_Aim_
Recast the lines from the first one through the line containing "point(418, 34)", that line included, as a numbered list with any blank lines left out.
----------
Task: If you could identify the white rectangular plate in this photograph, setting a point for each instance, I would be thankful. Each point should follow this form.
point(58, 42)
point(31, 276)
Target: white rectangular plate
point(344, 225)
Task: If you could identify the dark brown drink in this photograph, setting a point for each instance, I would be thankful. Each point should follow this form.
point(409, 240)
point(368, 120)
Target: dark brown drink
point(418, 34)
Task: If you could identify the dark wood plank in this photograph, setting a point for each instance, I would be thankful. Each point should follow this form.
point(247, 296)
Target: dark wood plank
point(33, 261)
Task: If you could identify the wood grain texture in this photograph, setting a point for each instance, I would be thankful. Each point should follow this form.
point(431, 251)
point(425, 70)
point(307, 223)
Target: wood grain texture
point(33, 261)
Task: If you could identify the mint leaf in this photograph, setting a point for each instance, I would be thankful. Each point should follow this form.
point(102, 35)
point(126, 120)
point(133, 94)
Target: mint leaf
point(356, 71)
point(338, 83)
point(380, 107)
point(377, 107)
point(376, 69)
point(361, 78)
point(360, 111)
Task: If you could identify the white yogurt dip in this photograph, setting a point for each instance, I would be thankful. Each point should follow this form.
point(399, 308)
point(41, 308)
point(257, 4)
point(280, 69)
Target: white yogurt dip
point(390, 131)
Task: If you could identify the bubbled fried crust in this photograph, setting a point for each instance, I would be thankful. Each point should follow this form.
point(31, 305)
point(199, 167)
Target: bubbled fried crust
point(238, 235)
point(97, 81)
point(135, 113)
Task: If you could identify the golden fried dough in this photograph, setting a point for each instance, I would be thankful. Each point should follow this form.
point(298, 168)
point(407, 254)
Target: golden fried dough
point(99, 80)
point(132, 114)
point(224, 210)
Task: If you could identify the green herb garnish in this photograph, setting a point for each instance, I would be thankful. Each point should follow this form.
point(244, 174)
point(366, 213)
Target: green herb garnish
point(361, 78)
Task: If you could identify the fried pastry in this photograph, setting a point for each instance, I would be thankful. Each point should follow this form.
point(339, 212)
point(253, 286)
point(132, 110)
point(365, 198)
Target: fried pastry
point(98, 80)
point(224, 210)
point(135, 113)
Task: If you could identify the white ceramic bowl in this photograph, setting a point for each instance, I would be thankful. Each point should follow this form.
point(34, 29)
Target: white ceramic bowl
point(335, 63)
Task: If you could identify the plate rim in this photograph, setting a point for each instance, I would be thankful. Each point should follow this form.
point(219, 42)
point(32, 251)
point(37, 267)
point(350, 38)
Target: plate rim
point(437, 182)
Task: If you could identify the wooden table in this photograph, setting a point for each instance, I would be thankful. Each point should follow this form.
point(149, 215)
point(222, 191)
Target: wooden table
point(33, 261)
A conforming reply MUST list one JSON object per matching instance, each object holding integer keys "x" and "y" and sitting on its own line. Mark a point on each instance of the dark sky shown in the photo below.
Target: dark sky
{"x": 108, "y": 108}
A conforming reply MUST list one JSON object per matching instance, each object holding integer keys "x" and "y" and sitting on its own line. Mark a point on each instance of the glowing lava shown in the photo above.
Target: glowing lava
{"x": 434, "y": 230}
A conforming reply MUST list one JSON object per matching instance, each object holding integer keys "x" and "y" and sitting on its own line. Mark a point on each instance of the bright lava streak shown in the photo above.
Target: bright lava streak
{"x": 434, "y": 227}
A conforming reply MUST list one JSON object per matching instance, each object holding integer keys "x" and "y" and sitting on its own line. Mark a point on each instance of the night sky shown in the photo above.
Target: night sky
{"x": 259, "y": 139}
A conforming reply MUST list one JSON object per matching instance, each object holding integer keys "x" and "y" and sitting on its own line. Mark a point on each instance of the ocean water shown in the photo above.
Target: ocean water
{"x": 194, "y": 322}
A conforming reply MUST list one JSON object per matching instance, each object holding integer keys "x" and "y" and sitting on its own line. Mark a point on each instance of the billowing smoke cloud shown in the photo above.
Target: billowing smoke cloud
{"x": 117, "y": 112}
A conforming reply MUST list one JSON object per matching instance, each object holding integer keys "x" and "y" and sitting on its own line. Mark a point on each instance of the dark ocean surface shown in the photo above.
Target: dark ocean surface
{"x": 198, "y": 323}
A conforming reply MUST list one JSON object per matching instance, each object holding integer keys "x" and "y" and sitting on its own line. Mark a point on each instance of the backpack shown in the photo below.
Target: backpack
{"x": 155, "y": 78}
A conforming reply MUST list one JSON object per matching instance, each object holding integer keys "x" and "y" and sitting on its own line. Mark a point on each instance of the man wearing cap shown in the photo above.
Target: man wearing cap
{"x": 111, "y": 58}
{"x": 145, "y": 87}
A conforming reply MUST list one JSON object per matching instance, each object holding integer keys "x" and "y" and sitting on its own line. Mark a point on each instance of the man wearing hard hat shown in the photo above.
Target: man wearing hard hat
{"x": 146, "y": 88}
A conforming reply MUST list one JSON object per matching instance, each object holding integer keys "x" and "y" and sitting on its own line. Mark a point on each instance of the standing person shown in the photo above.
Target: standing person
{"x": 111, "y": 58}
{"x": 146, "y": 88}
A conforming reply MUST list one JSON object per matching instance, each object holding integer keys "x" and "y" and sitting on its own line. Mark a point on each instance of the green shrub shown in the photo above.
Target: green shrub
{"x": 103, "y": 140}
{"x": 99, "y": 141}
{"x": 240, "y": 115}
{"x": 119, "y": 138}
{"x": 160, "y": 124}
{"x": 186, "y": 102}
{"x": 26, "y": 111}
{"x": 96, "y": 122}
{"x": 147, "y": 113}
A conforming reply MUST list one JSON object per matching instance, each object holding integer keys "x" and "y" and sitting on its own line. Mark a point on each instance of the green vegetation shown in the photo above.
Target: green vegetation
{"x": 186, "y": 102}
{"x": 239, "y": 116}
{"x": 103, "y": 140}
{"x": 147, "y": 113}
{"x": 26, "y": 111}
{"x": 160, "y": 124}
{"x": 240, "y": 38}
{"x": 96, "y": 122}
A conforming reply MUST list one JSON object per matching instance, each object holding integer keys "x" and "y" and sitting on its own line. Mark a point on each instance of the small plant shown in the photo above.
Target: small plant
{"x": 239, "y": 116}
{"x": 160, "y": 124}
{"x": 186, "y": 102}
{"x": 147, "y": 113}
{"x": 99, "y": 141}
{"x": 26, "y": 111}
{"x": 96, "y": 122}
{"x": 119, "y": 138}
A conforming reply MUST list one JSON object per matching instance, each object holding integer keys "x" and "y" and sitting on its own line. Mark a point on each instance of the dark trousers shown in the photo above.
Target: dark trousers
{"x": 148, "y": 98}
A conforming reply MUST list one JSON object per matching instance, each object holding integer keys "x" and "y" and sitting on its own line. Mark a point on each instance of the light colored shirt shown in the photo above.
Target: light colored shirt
----------
_Exercise solution_
1. Task: If you could identify the white rectangular plate in this photograph, setting a point for each instance, I would be thankful. Each point should follow this form.
2. point(58, 42)
3. point(31, 276)
4. Target: white rectangular plate
5. point(344, 225)
6. Task: If you could identify the dark brown drink in this photograph, setting a point for each instance, I would be thankful. Each point should follow this form.
7. point(409, 240)
8. point(368, 120)
9. Target: dark brown drink
10. point(418, 34)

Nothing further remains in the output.